(Image point annotation items)
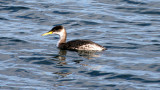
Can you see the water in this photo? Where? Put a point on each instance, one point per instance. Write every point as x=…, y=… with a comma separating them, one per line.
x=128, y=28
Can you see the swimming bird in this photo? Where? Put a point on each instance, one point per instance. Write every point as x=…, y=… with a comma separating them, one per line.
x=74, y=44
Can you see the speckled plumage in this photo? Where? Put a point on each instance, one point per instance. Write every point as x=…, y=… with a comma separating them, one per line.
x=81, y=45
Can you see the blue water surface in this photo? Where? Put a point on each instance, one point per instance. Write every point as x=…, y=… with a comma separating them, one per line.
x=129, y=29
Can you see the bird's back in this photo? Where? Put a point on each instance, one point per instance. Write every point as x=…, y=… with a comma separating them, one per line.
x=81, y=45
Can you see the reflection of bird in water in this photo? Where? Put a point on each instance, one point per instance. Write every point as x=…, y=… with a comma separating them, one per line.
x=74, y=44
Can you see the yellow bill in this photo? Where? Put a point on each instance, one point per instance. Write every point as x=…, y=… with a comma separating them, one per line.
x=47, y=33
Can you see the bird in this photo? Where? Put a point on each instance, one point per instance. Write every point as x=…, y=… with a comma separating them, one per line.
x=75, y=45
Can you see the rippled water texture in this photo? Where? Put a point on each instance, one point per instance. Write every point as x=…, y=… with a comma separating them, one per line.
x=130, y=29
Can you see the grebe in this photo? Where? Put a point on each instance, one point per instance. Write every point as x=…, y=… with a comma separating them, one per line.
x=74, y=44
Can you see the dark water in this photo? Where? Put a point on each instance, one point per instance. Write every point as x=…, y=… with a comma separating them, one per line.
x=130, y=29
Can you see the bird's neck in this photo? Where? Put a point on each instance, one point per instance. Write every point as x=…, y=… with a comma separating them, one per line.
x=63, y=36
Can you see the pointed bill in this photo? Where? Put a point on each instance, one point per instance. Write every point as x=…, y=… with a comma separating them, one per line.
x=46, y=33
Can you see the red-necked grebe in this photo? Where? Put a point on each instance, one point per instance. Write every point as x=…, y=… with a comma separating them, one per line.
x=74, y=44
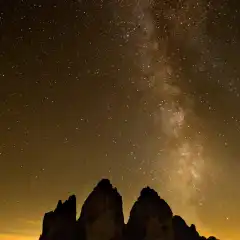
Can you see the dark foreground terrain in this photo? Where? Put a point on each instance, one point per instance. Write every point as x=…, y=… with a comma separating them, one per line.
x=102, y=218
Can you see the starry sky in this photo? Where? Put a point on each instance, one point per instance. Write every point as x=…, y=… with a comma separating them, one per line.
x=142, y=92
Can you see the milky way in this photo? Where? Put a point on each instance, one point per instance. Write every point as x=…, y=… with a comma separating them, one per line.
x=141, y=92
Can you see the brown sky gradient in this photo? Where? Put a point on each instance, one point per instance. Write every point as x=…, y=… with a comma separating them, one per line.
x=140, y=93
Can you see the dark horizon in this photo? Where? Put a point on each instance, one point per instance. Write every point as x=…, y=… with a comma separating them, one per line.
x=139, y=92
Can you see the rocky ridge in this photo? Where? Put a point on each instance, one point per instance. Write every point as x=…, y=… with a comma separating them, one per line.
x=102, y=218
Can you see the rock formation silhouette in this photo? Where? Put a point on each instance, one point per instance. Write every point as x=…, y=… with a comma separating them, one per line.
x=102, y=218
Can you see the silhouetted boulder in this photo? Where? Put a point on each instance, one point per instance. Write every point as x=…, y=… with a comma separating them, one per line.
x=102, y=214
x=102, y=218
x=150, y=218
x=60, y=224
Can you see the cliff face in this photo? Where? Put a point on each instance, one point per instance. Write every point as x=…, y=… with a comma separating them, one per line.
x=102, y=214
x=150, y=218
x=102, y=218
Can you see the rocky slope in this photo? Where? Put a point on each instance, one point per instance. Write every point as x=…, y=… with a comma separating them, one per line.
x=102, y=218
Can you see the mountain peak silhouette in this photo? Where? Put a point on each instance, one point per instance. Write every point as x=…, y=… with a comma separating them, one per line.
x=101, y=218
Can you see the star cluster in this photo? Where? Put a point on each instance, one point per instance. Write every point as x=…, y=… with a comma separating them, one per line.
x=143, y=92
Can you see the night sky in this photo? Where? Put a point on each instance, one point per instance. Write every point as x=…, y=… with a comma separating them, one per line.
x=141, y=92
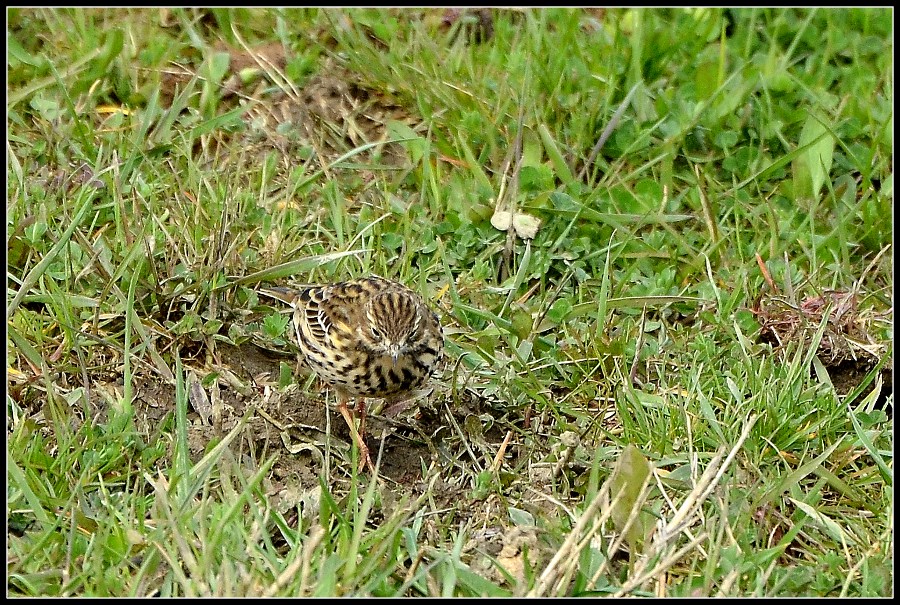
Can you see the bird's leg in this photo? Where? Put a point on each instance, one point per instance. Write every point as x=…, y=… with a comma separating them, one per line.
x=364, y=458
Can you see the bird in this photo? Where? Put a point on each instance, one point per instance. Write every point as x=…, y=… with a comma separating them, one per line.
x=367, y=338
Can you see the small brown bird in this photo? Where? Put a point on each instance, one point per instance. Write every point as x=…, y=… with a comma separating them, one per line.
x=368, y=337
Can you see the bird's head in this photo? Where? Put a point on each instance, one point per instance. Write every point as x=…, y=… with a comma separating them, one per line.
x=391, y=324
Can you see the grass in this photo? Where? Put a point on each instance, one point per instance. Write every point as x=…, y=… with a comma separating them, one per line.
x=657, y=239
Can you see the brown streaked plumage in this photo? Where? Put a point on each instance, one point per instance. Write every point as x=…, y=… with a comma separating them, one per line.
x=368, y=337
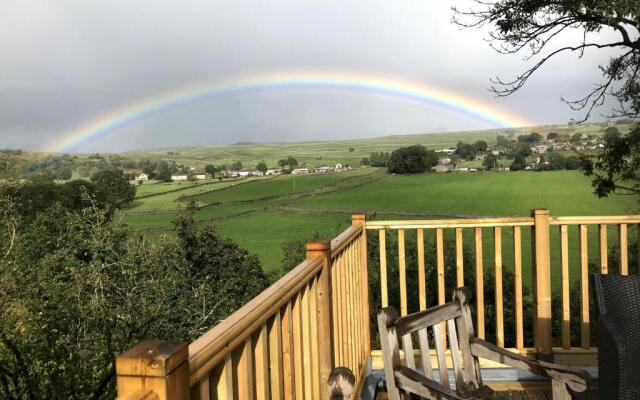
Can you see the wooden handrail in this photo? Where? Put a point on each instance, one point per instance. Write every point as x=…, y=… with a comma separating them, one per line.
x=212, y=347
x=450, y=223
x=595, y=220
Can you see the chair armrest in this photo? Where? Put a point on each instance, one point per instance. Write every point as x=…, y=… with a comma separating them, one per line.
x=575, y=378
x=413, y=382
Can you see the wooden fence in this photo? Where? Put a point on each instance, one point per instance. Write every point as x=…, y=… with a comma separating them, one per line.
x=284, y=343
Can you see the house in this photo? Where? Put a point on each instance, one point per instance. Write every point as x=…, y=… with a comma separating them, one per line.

...

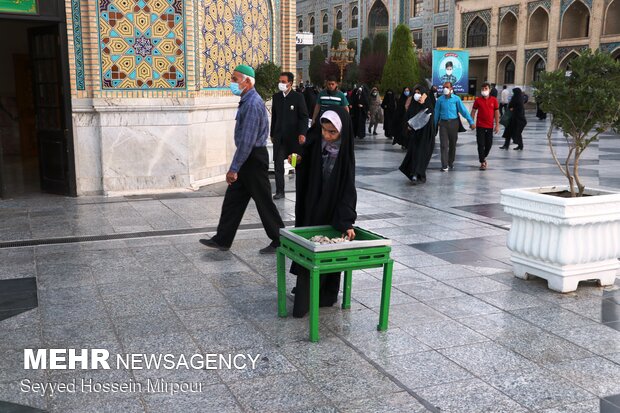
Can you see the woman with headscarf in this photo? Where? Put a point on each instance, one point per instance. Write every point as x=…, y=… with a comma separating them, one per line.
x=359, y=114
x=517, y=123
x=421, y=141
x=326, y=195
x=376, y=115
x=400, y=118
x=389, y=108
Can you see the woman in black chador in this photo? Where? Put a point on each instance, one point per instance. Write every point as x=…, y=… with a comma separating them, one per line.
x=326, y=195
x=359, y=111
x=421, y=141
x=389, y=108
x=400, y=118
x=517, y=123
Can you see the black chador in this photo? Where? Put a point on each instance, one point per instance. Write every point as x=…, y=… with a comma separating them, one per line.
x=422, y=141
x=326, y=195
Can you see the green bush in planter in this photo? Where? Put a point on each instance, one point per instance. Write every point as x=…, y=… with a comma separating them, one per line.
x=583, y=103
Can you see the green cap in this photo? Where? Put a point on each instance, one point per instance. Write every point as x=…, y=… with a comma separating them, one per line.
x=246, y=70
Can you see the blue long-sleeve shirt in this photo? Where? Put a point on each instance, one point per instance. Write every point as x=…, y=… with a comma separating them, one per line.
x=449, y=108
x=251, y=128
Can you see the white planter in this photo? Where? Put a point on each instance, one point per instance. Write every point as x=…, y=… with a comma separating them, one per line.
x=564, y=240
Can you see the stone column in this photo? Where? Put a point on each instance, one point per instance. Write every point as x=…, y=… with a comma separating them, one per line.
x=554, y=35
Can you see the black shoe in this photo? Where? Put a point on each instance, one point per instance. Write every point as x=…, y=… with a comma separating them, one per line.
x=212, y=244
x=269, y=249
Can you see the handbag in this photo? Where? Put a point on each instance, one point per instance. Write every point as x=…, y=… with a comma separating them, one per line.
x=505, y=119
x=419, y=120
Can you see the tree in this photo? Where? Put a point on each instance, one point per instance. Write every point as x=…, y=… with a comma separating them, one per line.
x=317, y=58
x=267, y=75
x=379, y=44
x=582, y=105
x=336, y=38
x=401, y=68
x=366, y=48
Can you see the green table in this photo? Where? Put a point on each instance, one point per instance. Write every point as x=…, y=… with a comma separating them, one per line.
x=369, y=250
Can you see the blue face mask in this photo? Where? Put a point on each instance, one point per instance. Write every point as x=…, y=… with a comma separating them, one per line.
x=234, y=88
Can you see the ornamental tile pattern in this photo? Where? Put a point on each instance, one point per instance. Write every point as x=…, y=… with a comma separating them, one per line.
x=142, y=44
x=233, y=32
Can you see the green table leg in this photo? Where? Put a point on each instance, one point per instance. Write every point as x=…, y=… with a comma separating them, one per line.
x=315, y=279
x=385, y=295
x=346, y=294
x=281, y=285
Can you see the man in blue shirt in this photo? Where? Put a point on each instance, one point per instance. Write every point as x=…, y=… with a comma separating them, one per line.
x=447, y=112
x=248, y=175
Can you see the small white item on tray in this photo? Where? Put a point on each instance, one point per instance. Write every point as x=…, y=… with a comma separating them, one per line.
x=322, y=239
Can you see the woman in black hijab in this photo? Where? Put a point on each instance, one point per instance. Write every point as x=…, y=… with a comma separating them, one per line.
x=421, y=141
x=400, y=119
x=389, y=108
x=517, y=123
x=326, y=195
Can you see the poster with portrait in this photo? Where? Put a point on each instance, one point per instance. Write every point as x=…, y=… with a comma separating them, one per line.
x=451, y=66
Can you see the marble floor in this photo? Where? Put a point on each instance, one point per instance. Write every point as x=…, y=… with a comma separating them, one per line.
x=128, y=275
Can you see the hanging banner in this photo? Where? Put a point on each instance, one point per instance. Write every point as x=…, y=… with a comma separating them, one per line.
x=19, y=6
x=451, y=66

▶ _Your goal_
Recast the items from the line with "Can you see the small brown" up to and including the line with "x=284, y=343" as a Markdown table with the columns No. and Text, one row per line. Skip blank lines and leave the pictures out.

▶ _Expected output_
| No. | Text |
|---|---|
| 1 | Can you see the small brown bird in this photo? Where? Put a point on each instance, one point per instance. Write every point as x=…, y=… with a comma separating them, one per line. |
| 2 | x=368, y=337 |
| 3 | Can you see the bird's head in this photo? Where? Put a point on each instance, one point per instance. Write every point as x=…, y=… with a comma separating them, one per line. |
| 4 | x=391, y=324 |
| 5 | Can you see the grass in this photo? Where? Put a point on each instance, one point per instance. Write every point as x=…, y=… with a comma separating them, one per line. |
| 6 | x=657, y=239 |
| 7 | Can you see the brown streaked plumage in this photo? Where? Put a point on each instance, one point per instance. Write every point as x=…, y=… with a comma separating them, one per line. |
| 8 | x=368, y=337 |
| 9 | Can you see the wooden handrail in this photo? Where? Put a point on each instance, one point per instance. Write every point as x=…, y=… with a comma separating them, one per line. |
| 10 | x=212, y=347 |
| 11 | x=450, y=223 |
| 12 | x=595, y=220 |
| 13 | Can you see the chair armrest in this photo? Where? Put a point on each instance, one point per instance. Write every point as x=…, y=… with a comma separating them, one per line. |
| 14 | x=575, y=378 |
| 15 | x=413, y=382 |
| 16 | Can you see the wooden fence in this photo? Where? Put a point on each instance, one point per instance. Write every point as x=…, y=… with a comma separating them, one per line. |
| 17 | x=284, y=343 |